** Opening Selected text block **

Nakamoto’s system has some congestion baked in. It makes people wait for transactions to be compiled into blocks, and then wait again for the grouped transactions to be verified. And it will eventually make some people wait longer than others, if they’re unwilling to pay higher fees for faster service. “Congestion is not merely an engineering necessity, but also a device to motivate users to pay transaction fees,” they write.
Additionally, while the researchers don’t think a single pool could ever grow big enough to monopolize computing power and take over a blockchain, a few big pools could theoretically collude with each other and damage the system.
Satoshi Nakamoto, who first described blockchain and Bitcoin, envisioned that independent miners across the globe would compete with each other to add blocks to the blockchain. However, while each pool comprises a minority of miners, together they increasingly dominate the mining field. In June 2011, pools made up 5 percent of the world’s “hash rates,” a measure of computational power; since late 2015, they’ve represented nearly the entirety of global hash rates, the researchers write. A single pool in July 2014 briefly reached more than half the global hash rates.
But despite their aggregate power, “pool sizes seem to exhibit a mean reverting tendency, hinting at concurrent economic forces that suppress over-centralization,” write Cong, He, and Li. Pools may grow by taking on more miners and shrink as some leave, but over time the size of each pool reverts to the mean.
This could be because of the way the pools allow miners to share the risks of mining. Pools, the researchers find, have established their own equilibrium. As they get bigger, the pools charge higher fees to miners who want to join, limiting the number of miners who sign on; this causes the pools to shrink again, or to not grow as quickly.

** Closing Selected text block **

§ Assigned task: Please resume the text on Bitcoin mining pools, starting right after its last sentence. These rows play no part in what comes next.

** Opening Data listing block **

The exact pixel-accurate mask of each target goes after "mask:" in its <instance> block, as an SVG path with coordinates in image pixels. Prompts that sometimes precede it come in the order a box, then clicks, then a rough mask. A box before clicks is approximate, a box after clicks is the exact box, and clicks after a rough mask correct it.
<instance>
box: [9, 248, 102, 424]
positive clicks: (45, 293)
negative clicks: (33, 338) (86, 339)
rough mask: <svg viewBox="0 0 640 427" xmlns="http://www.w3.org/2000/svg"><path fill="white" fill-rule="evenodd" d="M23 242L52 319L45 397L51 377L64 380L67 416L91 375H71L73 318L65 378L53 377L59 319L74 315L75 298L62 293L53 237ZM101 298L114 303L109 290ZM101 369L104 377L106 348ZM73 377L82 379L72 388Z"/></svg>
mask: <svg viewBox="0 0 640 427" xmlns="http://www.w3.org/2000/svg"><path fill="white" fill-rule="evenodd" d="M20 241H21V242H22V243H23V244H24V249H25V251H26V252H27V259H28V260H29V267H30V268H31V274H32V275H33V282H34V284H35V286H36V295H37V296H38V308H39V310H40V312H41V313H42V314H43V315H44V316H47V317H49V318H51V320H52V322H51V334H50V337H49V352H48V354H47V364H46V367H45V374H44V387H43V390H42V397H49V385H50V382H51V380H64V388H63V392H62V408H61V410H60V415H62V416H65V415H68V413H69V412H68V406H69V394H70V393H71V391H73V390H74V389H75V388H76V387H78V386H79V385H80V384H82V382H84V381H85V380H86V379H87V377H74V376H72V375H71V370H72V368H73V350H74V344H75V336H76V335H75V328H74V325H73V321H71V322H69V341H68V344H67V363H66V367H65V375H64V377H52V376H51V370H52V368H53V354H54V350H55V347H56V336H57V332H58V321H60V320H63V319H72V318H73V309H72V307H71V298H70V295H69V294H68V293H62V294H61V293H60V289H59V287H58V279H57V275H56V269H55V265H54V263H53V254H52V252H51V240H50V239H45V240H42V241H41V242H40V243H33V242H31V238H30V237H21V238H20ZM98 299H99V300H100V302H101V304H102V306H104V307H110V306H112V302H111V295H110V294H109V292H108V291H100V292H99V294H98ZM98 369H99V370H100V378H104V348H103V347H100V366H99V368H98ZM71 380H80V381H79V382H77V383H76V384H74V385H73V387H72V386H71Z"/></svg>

** Closing Data listing block **

§ Reply:
“A natural force from the market power of larger pools combined with the arms race nature of mining technology limits their growth, allaying the concern that the rise of mining pools would lead to excessive centralization and instability of the consensus system,” the researchers write.
However, even if no one pool could grow into a monopoly, several pools could grow large enough that they could collectively influence a processing market and collude with each other, He says. And that could cause a security breach and lead users to abandon the blockchain.
Lin William Cong, Zhiguo He, and Jiasun Li, “Decentralized Mining in Centralized Pools,” Working paper, September 2018.
In the Bitcoin system, no single party sets transaction fees. Instead, they are the result of supply and demand. The transaction fees-for-service operate in a nonlinear fashion. When blocks of transactions are less than half of their maximum size, users pay low transaction fees, as there is less competition for miners’ attention. At 80 percent of maximum block size, the fees shoot up as the block approaches its top size.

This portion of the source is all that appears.